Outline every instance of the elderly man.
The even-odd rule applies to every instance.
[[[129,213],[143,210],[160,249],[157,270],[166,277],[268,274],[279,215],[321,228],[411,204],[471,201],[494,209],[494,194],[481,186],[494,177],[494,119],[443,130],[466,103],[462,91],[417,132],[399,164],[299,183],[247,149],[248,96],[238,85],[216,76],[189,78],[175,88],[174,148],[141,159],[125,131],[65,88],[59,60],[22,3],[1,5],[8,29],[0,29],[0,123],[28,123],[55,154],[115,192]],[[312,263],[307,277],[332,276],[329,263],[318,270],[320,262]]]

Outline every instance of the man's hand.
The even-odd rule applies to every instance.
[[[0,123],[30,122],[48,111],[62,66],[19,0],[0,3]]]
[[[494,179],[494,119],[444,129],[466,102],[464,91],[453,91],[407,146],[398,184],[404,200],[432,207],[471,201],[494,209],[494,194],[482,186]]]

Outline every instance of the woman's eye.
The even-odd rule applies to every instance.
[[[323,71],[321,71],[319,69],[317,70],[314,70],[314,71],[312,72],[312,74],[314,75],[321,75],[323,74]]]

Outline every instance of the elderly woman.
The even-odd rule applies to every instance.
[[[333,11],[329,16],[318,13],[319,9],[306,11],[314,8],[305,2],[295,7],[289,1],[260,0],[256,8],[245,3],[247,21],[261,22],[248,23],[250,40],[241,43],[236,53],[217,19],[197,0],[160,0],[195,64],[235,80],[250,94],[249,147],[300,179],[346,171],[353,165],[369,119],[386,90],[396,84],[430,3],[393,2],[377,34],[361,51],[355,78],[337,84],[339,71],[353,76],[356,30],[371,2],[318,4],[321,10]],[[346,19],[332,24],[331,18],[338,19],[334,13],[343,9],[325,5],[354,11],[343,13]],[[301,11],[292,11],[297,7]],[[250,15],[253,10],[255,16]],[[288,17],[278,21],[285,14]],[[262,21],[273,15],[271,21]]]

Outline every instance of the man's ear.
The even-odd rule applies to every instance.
====================
* Exercise: Can you lay out all the material above as a Markdown table with the columns "No." and "Text", one numbered row per line and the blank lines skipped?

* Correct result:
| No. | Text |
|---|---|
| 1 | Outline every instance of the elderly man. |
| 2 | The even-odd rule applies to every instance. |
| 3 | [[[129,213],[143,210],[160,249],[157,270],[166,277],[268,274],[279,215],[321,228],[411,204],[471,201],[494,209],[494,194],[481,186],[494,177],[494,119],[443,130],[466,103],[462,91],[417,132],[399,164],[299,183],[247,149],[248,96],[238,85],[216,76],[189,78],[175,88],[174,148],[141,159],[125,131],[65,88],[59,60],[22,3],[1,5],[8,29],[0,29],[0,123],[28,123],[55,154],[115,192]],[[312,263],[307,277],[332,276],[329,263],[318,270],[320,262]]] |
| 4 | Outline every instance of the man's hand. |
| 5 | The even-odd rule applies to every instance. |
| 6 | [[[0,123],[30,122],[48,111],[62,66],[19,0],[0,3]]] |
| 7 | [[[494,179],[494,119],[444,129],[466,102],[464,91],[453,91],[407,146],[398,184],[404,200],[432,207],[471,201],[494,209],[494,194],[482,186]]] |
| 8 | Outline every instance of the woman's eye. |
| 9 | The even-odd rule applies to every instance. |
| 10 | [[[323,71],[321,71],[319,69],[317,70],[314,70],[314,71],[312,72],[312,74],[314,75],[321,75],[323,74]]] |
| 11 | Outline every instance of the elderly woman. |
| 12 | The even-odd rule applies to every instance. |
| 13 | [[[333,11],[329,16],[318,13],[319,9],[306,11],[314,8],[305,2],[295,7],[289,1],[260,0],[256,8],[245,3],[247,21],[261,22],[248,23],[250,40],[241,43],[236,53],[217,19],[197,0],[160,0],[195,64],[235,80],[250,94],[249,147],[300,179],[346,171],[353,165],[369,119],[386,90],[396,84],[430,3],[393,2],[377,34],[361,51],[355,78],[337,84],[339,71],[353,76],[356,30],[371,2],[318,4],[321,10]],[[346,19],[332,24],[331,18],[338,19],[334,13],[343,9],[325,5],[354,11],[343,13]],[[301,11],[292,11],[297,7]],[[250,15],[253,10],[255,16]],[[288,17],[278,21],[285,14]],[[262,21],[273,15],[271,21]]] |
| 14 | Outline every instance of the man's ear. |
| 15 | The even-odd rule applies to every instance. |